_Task prompt_. Repeat all the data exactly, and where a record holds a picture, leave that picture out.

_Material to process_.
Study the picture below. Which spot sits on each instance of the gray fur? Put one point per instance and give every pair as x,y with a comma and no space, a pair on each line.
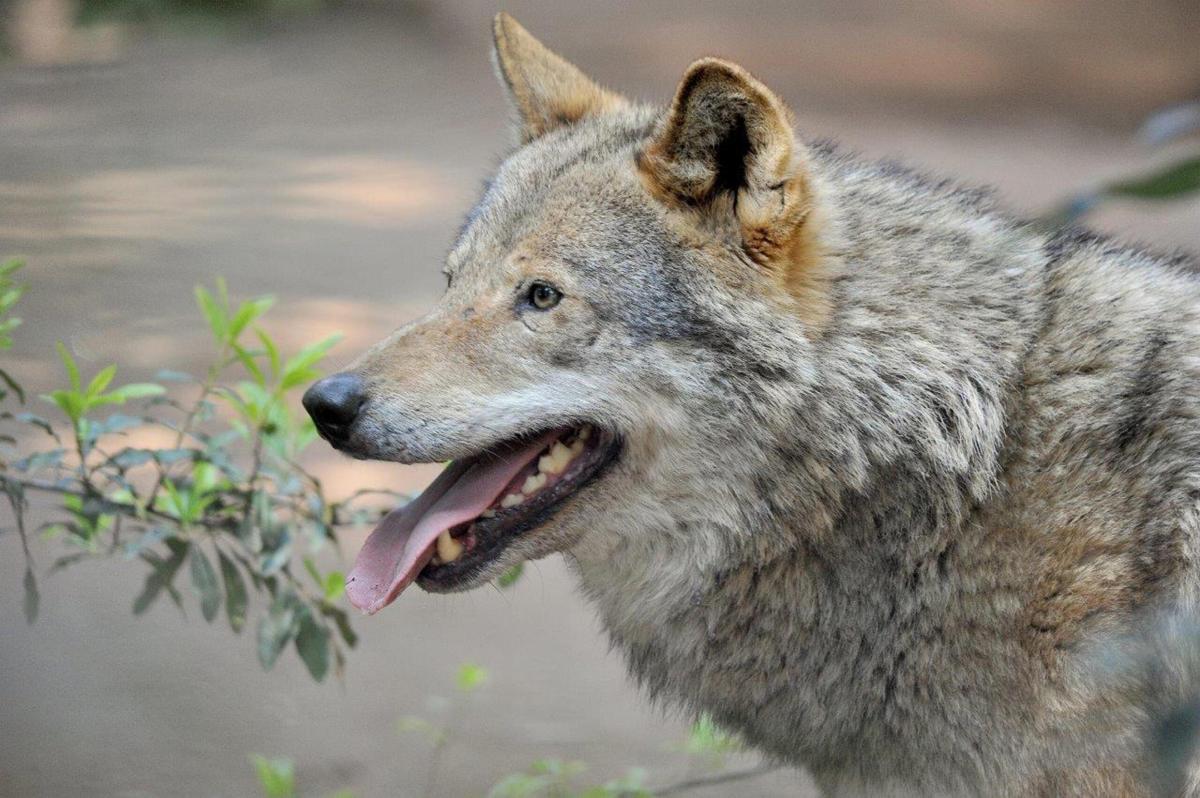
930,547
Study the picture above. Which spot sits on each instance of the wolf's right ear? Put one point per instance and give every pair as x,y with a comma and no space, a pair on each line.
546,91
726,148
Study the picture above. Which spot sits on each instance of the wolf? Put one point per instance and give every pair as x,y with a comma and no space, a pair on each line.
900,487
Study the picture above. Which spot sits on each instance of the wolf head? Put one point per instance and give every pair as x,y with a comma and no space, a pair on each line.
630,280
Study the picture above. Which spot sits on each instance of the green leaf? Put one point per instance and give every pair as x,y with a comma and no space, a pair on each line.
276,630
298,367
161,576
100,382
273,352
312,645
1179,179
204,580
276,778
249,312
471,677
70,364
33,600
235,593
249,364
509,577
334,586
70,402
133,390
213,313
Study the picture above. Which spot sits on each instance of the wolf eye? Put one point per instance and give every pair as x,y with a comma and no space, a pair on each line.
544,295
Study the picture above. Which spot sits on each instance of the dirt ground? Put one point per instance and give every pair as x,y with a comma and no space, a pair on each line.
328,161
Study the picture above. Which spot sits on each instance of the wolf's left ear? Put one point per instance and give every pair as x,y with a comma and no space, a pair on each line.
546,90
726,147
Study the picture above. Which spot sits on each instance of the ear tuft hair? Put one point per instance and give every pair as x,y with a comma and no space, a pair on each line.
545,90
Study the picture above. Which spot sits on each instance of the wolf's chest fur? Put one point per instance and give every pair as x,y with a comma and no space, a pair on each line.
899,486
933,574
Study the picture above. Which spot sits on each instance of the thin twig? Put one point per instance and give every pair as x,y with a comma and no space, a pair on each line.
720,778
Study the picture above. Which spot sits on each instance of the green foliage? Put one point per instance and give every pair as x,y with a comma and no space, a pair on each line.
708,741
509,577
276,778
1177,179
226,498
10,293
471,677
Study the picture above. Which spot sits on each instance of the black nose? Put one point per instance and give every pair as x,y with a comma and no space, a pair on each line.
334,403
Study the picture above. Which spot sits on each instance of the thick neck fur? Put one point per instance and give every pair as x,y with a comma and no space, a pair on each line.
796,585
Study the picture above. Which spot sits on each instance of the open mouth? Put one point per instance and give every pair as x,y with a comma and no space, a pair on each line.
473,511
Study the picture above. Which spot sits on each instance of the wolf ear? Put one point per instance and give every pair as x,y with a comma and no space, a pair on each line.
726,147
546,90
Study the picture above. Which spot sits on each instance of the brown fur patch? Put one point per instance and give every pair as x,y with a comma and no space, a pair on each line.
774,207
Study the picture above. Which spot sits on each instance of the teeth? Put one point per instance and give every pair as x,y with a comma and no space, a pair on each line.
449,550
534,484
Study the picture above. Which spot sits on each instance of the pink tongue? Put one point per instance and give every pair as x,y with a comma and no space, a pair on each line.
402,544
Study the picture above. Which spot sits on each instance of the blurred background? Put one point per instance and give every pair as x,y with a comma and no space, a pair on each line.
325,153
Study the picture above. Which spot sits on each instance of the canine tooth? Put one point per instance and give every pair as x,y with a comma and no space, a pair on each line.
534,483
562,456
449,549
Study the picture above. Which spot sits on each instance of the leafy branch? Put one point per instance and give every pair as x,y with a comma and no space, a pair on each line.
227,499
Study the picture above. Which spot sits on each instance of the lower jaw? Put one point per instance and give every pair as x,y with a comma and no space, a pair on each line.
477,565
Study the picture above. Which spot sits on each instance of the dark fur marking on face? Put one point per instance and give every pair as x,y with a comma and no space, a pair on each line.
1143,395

_Output of the task_.
Study the picture below. Which spot sits on each instance of the gray fur? Put one point per instance and give every pair as x,y with a comma and no space, a pair on each line.
930,547
Study the picture above. Which spot sits on each instance of the wolf's right ear? Put one point per instance and give every pair as x,y with a comma and no space, a pair on each line.
546,91
726,148
Study the picture above. Which spot sits on each instance of the wolf? Put one point per instance and give every pair as x,y with a comma and no space, a pair on each line.
900,487
Study the picture above. Which spot sits on each instance of the wolf head? Put one point per instance and give every pair as x,y with a comma and no space, a pair on each line.
630,280
Study the picture above. Which spot sits on each instance of the green leaf? Put one point per instance and give every pair as x,y with a comma and no space, a pair on each line.
276,630
298,367
161,576
100,382
273,352
312,645
1179,179
204,580
276,778
249,312
471,677
70,364
33,600
235,593
249,364
509,577
334,586
70,402
133,390
213,313
Study the picture above. Which spot sits on each instance of the wolf eye? Put one point per instance and give every pair as x,y with a comma and no space, a pair on each line.
544,295
Study the picture above. Which spot sits on each instance of the dirt ground? Put one point per instance and give every pair as x,y with a comma and no space, a pair on each line.
328,161
Study the picture above. Which spot sits on each instance of the wolf's left ear? Put one point per instance and give every pair as x,y with a comma and no space, a pair on each line.
546,90
726,147
Study the picture above. Which spot sits on each instance of the ear tuft hair? Put one point per instance and give every pair as x,y with a comma and no space, a pair on each line.
545,90
Study the picture above. Which spot sits on each instance of the wolf's chest fur? Put one point per instance and give every pair as x,y with a comma and no space, a pair on each line.
899,486
933,574
Study the picture above. Which spot sits on each instance of the thin twig? Put one point per instance and give every pair as x,y with a comma and no space, a pair on each line.
720,778
Study the picture above. Which spot sits on each instance of the green foliage? Put one point per instance and give every pair as x,y with a comma and no space, a pair on each line.
708,741
509,577
276,778
1177,179
226,498
10,293
471,677
Study the picture above. Which spot sits on each instance of the black nose? Put one point per instance and give every pair as x,y with a comma and no space, a pair on each line.
334,403
Study the picture above. Which spot sits on each instance of the thick neck fur? Put one point per instance and give every pair as x,y with a comma and no space, a pair on each line.
796,585
Study the picture above. Which spot sits on each instance of the open mouth? Put one point per instance and give every pair as x,y with a comma and no space, a pair on each line.
473,511
Study the picture above. Which spot sits on each instance of the wolf ear? Put one point per instance and give every pair as x,y with a comma and no space, a pair on each line.
726,147
546,90
Study the picture above. Which spot sits on each instance of the brown fur patch? Put one point per instance and give every pair as x,y with a comma and no space, a pair on each line.
774,207
Study the picture above. Which spot sits on each instance of the teeth? Put one point per instance and give every pair as x,y with a comma and no space, a pair on each line.
449,550
534,484
Study the picture above. Which spot sits on each instance of the pink tongue? Put one point per instance and give every pair as x,y with a comma and no space, a pair on each line.
402,544
Study the picture above. Which spot sits on each instance of the blurred background? Put one point per instance and give every pair as x,y with a comma and no space, a pair on each line.
325,153
Study the picture above. Which spot sits on each instance of the canine tooth? Put one point per instance and give every pair as x,y with a comma and no space, a pair on each line.
534,483
562,456
449,549
Study the picture above. Which spot sits on each instance of the leafy branch? Put one point per instance and give every pair as x,y with a comma and no space, a pair on each line.
227,499
Study the picture above. Which spot sits on each instance of the lower jaw? Put one point per instance and give every pair as x,y with a comma and no space, a pair on each line.
477,565
Study the picture above. Which spot sits on each instance of the dark fur marking on face? Put one point per instance and give every pair as x,y with a comma and no space, a pair on each line.
1143,395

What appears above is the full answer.